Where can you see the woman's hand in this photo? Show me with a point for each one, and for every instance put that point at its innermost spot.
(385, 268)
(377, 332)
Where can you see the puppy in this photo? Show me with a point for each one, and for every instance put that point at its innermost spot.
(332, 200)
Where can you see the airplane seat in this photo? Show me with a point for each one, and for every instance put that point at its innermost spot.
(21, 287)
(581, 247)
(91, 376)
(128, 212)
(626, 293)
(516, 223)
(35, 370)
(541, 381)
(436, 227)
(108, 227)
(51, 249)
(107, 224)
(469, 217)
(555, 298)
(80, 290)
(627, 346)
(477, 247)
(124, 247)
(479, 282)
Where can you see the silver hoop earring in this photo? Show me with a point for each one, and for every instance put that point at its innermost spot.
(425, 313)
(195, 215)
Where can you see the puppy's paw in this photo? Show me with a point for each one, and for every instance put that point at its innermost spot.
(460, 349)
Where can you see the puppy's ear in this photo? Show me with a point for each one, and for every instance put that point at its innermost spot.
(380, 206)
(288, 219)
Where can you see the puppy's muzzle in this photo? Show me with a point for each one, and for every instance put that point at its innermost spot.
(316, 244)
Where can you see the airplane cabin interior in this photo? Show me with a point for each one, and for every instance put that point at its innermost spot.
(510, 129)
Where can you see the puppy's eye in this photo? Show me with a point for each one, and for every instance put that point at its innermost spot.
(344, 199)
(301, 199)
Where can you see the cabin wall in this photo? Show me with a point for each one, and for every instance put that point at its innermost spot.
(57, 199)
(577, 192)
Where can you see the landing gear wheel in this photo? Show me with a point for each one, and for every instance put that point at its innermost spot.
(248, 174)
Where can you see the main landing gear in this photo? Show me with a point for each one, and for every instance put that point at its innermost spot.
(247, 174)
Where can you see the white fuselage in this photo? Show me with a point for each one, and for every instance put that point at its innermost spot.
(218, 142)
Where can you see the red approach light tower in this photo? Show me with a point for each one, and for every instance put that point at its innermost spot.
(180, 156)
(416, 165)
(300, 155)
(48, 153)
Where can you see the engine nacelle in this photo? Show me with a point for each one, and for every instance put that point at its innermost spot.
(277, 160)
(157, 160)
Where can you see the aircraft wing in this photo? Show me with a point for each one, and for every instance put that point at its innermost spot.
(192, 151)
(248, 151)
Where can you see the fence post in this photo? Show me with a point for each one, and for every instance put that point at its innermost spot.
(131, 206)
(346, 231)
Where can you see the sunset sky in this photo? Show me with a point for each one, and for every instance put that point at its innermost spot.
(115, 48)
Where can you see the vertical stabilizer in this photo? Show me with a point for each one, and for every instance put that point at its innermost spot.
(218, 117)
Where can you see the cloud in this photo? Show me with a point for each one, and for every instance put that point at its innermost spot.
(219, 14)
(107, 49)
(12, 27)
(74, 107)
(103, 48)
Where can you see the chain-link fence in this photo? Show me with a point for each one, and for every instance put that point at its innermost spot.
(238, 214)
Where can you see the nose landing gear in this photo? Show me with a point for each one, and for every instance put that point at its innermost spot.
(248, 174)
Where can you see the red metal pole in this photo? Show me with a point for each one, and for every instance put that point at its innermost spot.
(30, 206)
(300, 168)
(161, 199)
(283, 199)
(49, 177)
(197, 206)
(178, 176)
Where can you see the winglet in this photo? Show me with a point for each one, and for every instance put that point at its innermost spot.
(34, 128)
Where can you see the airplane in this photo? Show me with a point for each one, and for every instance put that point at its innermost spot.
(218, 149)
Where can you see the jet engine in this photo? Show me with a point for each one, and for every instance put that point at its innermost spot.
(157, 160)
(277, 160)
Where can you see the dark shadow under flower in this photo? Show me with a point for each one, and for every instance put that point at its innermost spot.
══════
▸ Aim of the task:
Return, please, every line from the one that contains "Where can you see the jet" through the final line of the listing, exactly, and no others.

▸ The answer:
Where can you see the jet engine in this photo? Show me with a point for each one, and for every instance put that point at its innermost spot.
(157, 160)
(277, 160)
Where can you see the dark shadow under flower in this photo? Show me with a point for each one, and for every instance put that point at its innermost spot.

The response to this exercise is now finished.